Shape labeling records
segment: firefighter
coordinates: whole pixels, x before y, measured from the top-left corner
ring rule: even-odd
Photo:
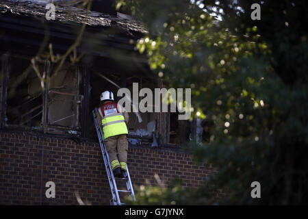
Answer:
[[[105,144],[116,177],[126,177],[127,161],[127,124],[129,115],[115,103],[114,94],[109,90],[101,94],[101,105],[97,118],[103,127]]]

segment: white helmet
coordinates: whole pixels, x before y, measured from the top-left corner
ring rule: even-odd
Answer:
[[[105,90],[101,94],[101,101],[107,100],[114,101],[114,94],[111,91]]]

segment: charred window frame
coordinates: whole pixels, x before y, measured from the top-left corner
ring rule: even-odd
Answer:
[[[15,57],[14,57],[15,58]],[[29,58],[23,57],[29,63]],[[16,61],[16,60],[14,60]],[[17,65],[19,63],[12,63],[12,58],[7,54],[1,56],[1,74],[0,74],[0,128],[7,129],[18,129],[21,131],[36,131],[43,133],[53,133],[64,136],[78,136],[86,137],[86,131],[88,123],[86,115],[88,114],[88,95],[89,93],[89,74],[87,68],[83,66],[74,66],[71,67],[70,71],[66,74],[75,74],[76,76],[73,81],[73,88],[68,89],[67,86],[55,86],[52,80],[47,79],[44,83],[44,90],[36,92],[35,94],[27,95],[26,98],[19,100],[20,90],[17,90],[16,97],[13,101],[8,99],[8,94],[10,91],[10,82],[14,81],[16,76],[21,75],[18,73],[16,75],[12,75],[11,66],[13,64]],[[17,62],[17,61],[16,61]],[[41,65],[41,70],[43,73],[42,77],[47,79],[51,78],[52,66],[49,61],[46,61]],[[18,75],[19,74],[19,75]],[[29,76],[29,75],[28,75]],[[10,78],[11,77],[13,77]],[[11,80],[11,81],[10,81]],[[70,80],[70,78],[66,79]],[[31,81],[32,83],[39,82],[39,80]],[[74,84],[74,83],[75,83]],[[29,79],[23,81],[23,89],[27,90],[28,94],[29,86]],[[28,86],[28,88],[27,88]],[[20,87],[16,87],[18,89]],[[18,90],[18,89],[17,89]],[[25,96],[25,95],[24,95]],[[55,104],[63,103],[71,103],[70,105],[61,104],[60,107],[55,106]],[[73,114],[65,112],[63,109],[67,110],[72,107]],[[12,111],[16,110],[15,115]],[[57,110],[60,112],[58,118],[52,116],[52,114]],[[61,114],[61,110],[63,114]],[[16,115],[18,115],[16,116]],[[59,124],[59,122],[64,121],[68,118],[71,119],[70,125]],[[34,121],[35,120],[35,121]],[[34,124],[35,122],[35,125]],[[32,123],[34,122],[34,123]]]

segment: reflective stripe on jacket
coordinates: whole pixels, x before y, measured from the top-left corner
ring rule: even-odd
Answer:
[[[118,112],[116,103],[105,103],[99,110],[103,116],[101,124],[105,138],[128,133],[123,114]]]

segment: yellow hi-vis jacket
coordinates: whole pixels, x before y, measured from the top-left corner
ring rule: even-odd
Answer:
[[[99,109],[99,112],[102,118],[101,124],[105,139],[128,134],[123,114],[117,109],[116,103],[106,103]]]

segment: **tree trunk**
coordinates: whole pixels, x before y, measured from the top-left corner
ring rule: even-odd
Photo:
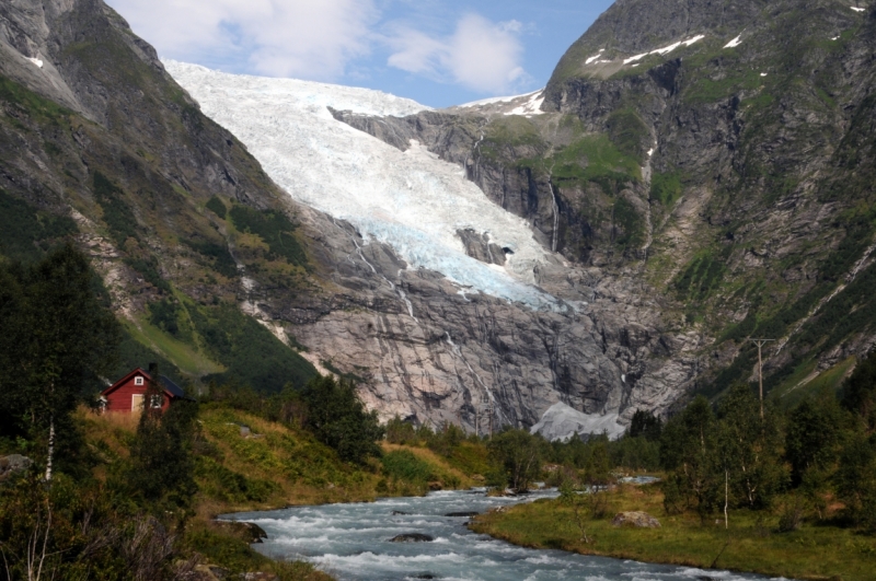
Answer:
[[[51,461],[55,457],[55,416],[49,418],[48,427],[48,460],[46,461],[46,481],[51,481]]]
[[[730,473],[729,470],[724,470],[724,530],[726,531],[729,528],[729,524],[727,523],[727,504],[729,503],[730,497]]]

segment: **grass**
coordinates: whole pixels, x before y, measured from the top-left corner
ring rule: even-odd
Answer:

* * *

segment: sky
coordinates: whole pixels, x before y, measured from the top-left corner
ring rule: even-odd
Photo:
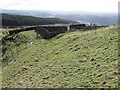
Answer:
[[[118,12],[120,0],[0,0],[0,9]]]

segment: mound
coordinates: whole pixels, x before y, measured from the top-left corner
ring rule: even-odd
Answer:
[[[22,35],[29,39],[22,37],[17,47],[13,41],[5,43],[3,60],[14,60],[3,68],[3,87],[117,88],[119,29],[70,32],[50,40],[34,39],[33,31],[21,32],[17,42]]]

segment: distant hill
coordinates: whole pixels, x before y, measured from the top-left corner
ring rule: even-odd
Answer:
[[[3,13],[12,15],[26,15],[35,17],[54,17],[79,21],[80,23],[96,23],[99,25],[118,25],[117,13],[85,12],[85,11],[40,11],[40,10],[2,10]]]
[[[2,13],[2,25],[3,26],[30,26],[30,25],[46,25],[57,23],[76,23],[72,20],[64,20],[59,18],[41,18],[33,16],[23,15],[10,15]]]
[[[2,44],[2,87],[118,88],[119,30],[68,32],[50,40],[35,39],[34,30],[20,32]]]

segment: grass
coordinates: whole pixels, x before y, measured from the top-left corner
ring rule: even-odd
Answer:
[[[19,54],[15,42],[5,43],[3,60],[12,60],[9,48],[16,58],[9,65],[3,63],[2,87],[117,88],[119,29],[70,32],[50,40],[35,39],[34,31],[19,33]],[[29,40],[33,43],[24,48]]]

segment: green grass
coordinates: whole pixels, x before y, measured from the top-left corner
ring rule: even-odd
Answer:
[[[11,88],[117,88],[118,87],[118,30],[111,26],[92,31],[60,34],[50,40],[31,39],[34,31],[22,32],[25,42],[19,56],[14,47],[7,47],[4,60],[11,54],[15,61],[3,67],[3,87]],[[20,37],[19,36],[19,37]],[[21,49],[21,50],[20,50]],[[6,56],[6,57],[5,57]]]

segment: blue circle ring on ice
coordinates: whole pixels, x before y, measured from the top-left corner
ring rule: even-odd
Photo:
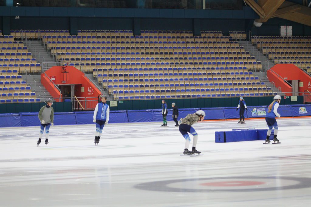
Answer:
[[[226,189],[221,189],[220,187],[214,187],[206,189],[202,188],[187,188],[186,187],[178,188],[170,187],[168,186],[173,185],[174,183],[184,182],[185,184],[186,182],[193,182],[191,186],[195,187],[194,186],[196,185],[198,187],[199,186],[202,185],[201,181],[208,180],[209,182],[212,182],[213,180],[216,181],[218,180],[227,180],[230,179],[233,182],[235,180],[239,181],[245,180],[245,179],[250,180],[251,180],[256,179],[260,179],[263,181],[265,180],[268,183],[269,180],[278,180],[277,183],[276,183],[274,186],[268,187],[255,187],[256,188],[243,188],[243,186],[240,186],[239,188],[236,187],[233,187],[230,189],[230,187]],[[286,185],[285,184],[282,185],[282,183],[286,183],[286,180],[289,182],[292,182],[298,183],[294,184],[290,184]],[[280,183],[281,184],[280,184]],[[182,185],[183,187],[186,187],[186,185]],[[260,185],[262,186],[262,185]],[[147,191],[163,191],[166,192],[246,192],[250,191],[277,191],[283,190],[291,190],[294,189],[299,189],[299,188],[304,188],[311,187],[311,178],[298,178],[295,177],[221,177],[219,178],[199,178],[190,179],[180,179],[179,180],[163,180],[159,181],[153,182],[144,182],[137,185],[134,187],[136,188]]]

---

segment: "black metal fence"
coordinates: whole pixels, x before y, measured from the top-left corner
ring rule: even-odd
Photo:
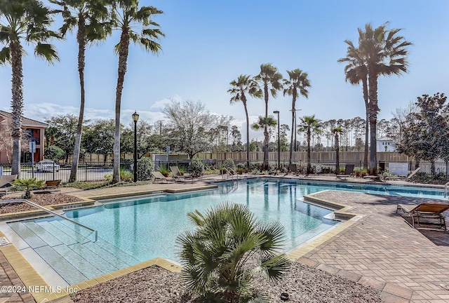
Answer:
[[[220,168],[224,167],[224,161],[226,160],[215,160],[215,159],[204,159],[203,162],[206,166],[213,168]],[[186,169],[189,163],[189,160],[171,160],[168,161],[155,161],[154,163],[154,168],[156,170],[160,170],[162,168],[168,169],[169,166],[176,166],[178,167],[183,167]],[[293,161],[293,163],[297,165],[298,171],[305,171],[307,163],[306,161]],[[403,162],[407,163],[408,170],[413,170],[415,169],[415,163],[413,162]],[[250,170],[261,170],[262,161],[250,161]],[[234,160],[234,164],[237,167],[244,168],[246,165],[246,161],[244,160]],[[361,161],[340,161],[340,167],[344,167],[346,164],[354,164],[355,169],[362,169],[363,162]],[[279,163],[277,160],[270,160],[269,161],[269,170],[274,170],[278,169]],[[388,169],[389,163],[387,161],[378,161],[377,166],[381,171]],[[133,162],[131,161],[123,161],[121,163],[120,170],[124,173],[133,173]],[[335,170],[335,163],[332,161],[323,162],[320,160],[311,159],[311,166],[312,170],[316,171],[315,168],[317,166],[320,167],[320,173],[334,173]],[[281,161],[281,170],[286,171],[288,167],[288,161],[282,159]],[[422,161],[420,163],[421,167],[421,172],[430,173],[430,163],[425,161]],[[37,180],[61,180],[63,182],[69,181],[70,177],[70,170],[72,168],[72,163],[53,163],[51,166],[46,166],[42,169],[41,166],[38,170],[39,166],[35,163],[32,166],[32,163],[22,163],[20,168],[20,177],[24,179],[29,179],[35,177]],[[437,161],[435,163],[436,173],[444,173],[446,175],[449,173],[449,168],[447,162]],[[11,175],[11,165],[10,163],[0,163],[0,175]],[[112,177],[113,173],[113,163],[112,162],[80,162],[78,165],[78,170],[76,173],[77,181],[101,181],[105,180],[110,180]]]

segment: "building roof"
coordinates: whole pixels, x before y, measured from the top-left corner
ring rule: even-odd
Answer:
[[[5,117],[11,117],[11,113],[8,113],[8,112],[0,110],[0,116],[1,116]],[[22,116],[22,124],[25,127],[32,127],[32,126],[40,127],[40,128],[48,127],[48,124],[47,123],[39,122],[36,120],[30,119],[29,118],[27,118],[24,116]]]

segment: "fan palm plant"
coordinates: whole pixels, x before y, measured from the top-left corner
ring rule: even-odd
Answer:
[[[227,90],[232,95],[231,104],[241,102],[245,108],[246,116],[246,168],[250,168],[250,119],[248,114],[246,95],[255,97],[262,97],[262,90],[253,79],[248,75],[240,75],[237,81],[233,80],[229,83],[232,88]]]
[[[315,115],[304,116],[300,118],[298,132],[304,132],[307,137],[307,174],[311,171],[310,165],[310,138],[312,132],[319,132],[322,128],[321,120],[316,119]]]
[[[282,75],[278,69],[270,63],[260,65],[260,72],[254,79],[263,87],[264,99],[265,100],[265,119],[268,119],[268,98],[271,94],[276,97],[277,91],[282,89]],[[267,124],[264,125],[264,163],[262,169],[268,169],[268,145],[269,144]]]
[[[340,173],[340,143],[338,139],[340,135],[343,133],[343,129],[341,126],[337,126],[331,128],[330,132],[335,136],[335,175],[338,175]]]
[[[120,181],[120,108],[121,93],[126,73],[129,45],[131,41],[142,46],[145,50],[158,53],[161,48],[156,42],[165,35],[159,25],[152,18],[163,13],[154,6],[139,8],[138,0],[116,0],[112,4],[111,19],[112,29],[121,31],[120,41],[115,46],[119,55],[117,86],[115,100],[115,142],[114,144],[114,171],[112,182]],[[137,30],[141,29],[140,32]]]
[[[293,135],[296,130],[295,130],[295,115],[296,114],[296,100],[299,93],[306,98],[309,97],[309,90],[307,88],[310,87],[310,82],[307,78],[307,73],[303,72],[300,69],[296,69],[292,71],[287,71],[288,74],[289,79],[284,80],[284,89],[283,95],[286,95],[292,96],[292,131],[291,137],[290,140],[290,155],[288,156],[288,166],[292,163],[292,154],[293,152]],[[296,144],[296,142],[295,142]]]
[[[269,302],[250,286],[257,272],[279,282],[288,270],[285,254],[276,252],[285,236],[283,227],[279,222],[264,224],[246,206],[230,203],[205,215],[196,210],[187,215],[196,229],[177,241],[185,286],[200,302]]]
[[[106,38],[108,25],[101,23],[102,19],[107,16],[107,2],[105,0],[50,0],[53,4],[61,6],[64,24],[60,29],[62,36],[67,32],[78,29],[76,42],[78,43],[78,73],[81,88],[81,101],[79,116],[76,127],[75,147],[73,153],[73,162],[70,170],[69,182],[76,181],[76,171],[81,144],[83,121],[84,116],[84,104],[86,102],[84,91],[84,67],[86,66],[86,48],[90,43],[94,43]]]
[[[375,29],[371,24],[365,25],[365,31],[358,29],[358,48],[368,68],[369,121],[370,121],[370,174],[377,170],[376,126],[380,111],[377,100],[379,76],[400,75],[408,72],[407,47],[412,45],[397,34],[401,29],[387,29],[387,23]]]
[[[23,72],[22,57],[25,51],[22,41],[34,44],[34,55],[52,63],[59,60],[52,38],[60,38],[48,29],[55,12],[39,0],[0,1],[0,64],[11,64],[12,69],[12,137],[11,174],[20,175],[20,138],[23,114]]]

Task statement:
Which lines in the records above contain the string "grass", with case counting? Collect each of them in full.

Exercise result:
segment: **grass**
segment: grass
segment: green grass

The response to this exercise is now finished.